## Extrait fourni
________________

Le temps, c’est de l’argentSi les négociations sont en cours, qu’est-ce qui justifie la missive du Syndicat national des médecins spécialistes privés? «Nous devons adopter les nouvelles conventions nationales avant 2023 (la date théorique pour adopter les nouvelles conventions nationales conformément à la Loi 65-00, Ndlr). Au rythme actuel des négociations, je ne crois pas que ce grand dossier aboutira à temps», répond Moulay Saïd Afif.
Autre hic: il faut convaincre la CNOPS, et son Directeur général, Abdelaziz Adnane, de s’aligner sur la position de la CNSS et signer les conventions nationales pour éviter le scénario de 2020. «La CNSS est forte d’un excédent dépassant les 40 milliards de dirham. Elle peut se permettre une revalorisation des taux de remboursement. La CNOPS n’a pas cette aisance financière», explique une source proche du dossier. Le Directeur de la CNOPS exige, depuis des lustres, une révision des taux de cotisation des adhérents de la caisse, inchangés depuis plus de 18 ans, une négociation directe des TNR avec les producteurs de soins, ainsi que des études d’impact de la revalorisation des TNR sur les finances de la caisse. Ce sont, pour lui, des conditions sine qua non pour parapher les nouvelles conventions.
«Il ne faut surtout pas perdre de temps, car le temps, c’est de l’argent», avoue Moulay Saïd Afif, avant de préciser, in extremis: «je ne parle pas des profits des médecins, mais des dépenses que doivent supporter les citoyens, lésés par un insupportable restant à charge». Le représentant des médecins spécialistes du secteur privé s’engage à ce que «les médecins libéraux ne revoient pas à la hausse leurs tarifs, en cas de revalorisation des TNR». Une crainte que partagent plusieurs acteurs du système de santé, ainsi que des représentants de la société civile.

________________

## Données extraites
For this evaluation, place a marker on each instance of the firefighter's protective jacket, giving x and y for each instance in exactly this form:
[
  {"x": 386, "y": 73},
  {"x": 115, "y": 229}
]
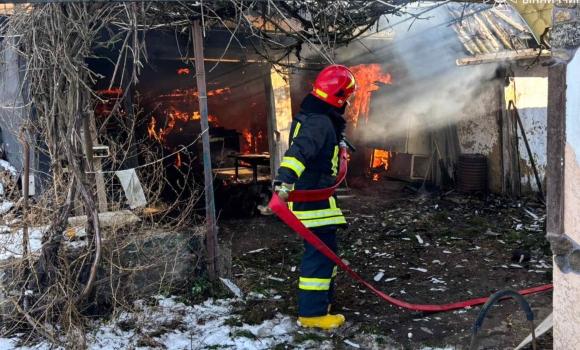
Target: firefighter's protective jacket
[{"x": 312, "y": 161}]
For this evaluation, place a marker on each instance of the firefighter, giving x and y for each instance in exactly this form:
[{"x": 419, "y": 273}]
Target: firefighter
[{"x": 312, "y": 163}]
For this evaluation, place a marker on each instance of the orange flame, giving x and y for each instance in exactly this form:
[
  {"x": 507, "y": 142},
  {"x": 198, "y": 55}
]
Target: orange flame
[
  {"x": 190, "y": 94},
  {"x": 380, "y": 159},
  {"x": 172, "y": 117},
  {"x": 366, "y": 76},
  {"x": 178, "y": 160}
]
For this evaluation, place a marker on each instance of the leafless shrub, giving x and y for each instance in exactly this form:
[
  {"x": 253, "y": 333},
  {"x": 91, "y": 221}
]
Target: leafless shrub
[{"x": 77, "y": 268}]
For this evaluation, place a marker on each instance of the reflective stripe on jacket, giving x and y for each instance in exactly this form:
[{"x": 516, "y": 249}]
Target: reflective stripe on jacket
[{"x": 312, "y": 163}]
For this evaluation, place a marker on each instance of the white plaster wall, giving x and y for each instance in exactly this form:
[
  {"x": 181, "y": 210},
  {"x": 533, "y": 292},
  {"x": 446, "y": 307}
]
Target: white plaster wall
[
  {"x": 573, "y": 106},
  {"x": 567, "y": 287},
  {"x": 529, "y": 90}
]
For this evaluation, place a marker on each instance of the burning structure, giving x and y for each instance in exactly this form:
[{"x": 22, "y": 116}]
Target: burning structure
[{"x": 389, "y": 124}]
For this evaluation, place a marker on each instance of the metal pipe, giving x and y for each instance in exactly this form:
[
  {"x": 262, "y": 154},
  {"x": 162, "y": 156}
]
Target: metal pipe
[
  {"x": 502, "y": 294},
  {"x": 210, "y": 220}
]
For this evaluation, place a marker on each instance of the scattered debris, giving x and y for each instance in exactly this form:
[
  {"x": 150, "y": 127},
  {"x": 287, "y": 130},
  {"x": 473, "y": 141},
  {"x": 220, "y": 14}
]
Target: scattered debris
[
  {"x": 276, "y": 279},
  {"x": 420, "y": 269},
  {"x": 256, "y": 251},
  {"x": 231, "y": 286},
  {"x": 354, "y": 345}
]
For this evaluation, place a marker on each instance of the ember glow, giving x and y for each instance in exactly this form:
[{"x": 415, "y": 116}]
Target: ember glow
[
  {"x": 177, "y": 117},
  {"x": 251, "y": 140},
  {"x": 366, "y": 75},
  {"x": 173, "y": 116},
  {"x": 178, "y": 160},
  {"x": 191, "y": 95},
  {"x": 381, "y": 159}
]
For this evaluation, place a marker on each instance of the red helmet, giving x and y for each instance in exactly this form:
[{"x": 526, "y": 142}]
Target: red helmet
[{"x": 334, "y": 85}]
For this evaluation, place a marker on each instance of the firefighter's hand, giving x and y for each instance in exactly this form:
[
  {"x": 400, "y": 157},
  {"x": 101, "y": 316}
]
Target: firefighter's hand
[{"x": 283, "y": 190}]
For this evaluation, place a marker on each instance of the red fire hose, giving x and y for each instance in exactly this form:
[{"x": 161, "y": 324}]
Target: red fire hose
[{"x": 279, "y": 207}]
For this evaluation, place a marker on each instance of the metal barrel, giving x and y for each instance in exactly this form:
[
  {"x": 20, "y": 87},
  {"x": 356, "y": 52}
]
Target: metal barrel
[{"x": 472, "y": 173}]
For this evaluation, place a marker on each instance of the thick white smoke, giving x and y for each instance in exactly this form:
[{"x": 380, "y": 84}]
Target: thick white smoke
[{"x": 429, "y": 90}]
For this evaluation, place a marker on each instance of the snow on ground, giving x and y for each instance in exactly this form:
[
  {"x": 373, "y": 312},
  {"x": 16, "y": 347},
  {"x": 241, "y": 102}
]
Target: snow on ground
[
  {"x": 5, "y": 207},
  {"x": 11, "y": 243},
  {"x": 164, "y": 322},
  {"x": 179, "y": 326}
]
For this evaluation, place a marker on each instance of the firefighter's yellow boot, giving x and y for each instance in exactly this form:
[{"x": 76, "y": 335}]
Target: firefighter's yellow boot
[{"x": 325, "y": 322}]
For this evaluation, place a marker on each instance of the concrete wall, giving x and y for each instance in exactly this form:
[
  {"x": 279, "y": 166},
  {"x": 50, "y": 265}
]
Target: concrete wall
[
  {"x": 529, "y": 90},
  {"x": 479, "y": 124},
  {"x": 478, "y": 130},
  {"x": 567, "y": 285}
]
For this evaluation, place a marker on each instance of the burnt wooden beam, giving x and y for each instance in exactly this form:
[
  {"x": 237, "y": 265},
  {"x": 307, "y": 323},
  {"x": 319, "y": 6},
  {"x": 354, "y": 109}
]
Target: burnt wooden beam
[
  {"x": 556, "y": 149},
  {"x": 277, "y": 87}
]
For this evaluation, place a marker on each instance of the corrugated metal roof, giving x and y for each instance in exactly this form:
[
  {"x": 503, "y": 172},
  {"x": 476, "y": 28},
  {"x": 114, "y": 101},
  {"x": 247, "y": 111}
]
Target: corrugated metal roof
[{"x": 485, "y": 29}]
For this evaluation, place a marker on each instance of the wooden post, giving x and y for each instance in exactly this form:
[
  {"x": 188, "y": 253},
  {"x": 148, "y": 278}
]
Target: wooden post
[
  {"x": 25, "y": 193},
  {"x": 94, "y": 164},
  {"x": 211, "y": 234},
  {"x": 511, "y": 183},
  {"x": 277, "y": 89}
]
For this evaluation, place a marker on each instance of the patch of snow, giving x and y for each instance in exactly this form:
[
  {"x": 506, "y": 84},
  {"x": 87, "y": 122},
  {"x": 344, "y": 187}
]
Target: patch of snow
[
  {"x": 5, "y": 207},
  {"x": 11, "y": 244},
  {"x": 179, "y": 326},
  {"x": 352, "y": 344},
  {"x": 235, "y": 289}
]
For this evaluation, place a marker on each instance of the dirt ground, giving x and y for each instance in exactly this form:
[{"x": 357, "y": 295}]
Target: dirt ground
[{"x": 470, "y": 248}]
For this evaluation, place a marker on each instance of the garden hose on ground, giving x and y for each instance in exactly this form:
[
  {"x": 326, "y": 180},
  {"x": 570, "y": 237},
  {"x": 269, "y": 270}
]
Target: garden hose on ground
[{"x": 502, "y": 294}]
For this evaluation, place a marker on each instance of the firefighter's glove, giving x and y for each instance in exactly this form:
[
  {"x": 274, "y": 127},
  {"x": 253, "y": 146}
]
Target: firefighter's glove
[{"x": 284, "y": 190}]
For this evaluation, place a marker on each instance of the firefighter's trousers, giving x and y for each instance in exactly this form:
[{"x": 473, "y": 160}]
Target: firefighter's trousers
[{"x": 317, "y": 273}]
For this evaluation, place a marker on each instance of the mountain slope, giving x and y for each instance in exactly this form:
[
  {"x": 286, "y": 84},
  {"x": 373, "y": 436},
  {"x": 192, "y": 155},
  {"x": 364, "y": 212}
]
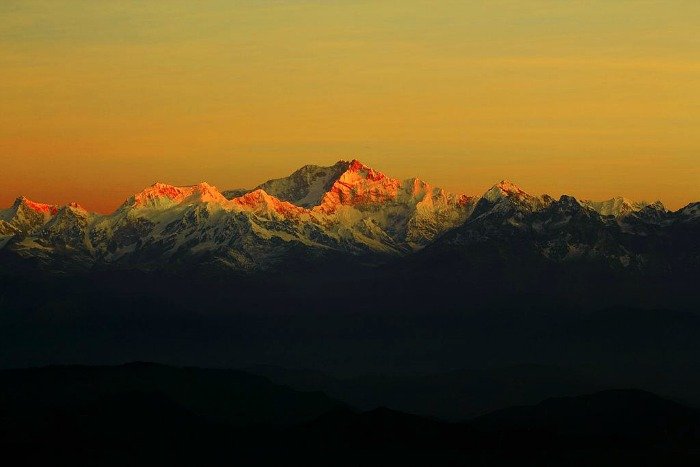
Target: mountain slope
[{"x": 349, "y": 210}]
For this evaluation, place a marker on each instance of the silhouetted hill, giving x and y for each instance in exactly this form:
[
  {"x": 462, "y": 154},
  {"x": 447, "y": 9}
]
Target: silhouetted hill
[
  {"x": 146, "y": 414},
  {"x": 619, "y": 416}
]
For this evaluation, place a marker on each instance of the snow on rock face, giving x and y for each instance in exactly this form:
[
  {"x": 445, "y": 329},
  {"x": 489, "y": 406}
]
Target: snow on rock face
[
  {"x": 262, "y": 204},
  {"x": 616, "y": 207},
  {"x": 160, "y": 195},
  {"x": 505, "y": 189},
  {"x": 306, "y": 186},
  {"x": 359, "y": 185},
  {"x": 347, "y": 207},
  {"x": 28, "y": 216}
]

________________

## Objectif du travail
Recopiez fidèlement le passage de l'extrait sur les conventions nationales des médecins, en commençant par « Autre hic: il » et en poursuivant jusqu'à « les nouvelles conventions. ».

## Zone de réponse
Autre hic: il faut convaincre la CNOPS, et son Directeur général, Abdelaziz Adnane, de s’aligner sur la position de la CNSS et signer les conventions nationales pour éviter le scénario de 2020. «La CNSS est forte d’un excédent dépassant les 40 milliards de dirham. Elle peut se permettre une revalorisation des taux de remboursement. La CNOPS n’a pas cette aisance financière», explique une source proche du dossier. Le Directeur de la CNOPS exige, depuis des lustres, une révision des taux de cotisation des adhérents de la caisse, inchangés depuis plus de 18 ans, une négociation directe des TNR avec les producteurs de soins, ainsi que des études d’impact de la revalorisation des TNR sur les finances de la caisse. Ce sont, pour lui, des conditions sine qua non pour parapher les nouvelles conventions.